Aim 1: Reproduce word for word everything in the entries from the line containing "Please place a point on the dirt" down to the final line of the entries, with both of those lines included.

Document passage:

Solange (died 10 May, c. 880) was a Frankish shepherdess and a locally venerated Christian saint and cephalophore, whose cult is restricted to Sainte-Solange, Cher. Saint Solange was the patron of the traditional Province of Berry, of which Cher is a part.

Solange was born to a poor, but devout family in the town of Villemont, near Bourges, and consecrated her virginity at the age of seven; according to some, her mere presence cured the sick and exorcised devils. The son of the count of Poitiers was highly taken with the beauty and popularity of Solange and approached her when she was tending to her sheep, but she rejected his suit. He argued with her to no avail, and so he decided to abduct her.

At night, he came and took Solange by force, but she struggled so violently that she fell from his horse while he was crossing a stream. Her abductor grew enraged and beheaded her with his sword. According to the fully-developed legend, Solange's severed head invoked three times the Holy Name of Jesus, and like Saint Denis and other saints in Gaulish territories, Solange picked up her head in her own hands and walked with it as far as the church of Saint-Martin in the village of Saint-Martin-du-Crot (which now bears the name of Sainte-Solange, the only commune in France to bear this name), only dropping truly dead there.

The data:
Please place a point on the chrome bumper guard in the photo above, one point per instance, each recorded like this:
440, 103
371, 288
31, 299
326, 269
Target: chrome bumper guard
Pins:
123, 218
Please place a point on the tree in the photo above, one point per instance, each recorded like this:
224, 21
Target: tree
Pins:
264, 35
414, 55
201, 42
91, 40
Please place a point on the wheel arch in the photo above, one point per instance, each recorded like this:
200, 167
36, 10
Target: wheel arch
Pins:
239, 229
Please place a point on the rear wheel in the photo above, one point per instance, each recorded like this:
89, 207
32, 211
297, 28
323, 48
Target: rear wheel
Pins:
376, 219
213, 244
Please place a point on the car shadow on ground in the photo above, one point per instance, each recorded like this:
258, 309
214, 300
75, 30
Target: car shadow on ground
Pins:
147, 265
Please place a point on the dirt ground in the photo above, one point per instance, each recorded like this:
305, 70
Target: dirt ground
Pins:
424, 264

Aim 2:
Answer these questions using the passage about Saint Solange:
(a) In which town was Solange born?
(b) At what age did she consecrate her virginity?
(c) To which church did she walk while carrying her head?

Exercise output 1:
Please place a point on the dirt ground in the photo above, one point per instance, each recorded like this:
305, 70
Target: dirt ground
Pins:
424, 264

Exercise output 2:
(a) Villemont, near Bourges.
(b) Seven.
(c) The church of Saint-Martin in the village of Saint-Martin-du-Crot.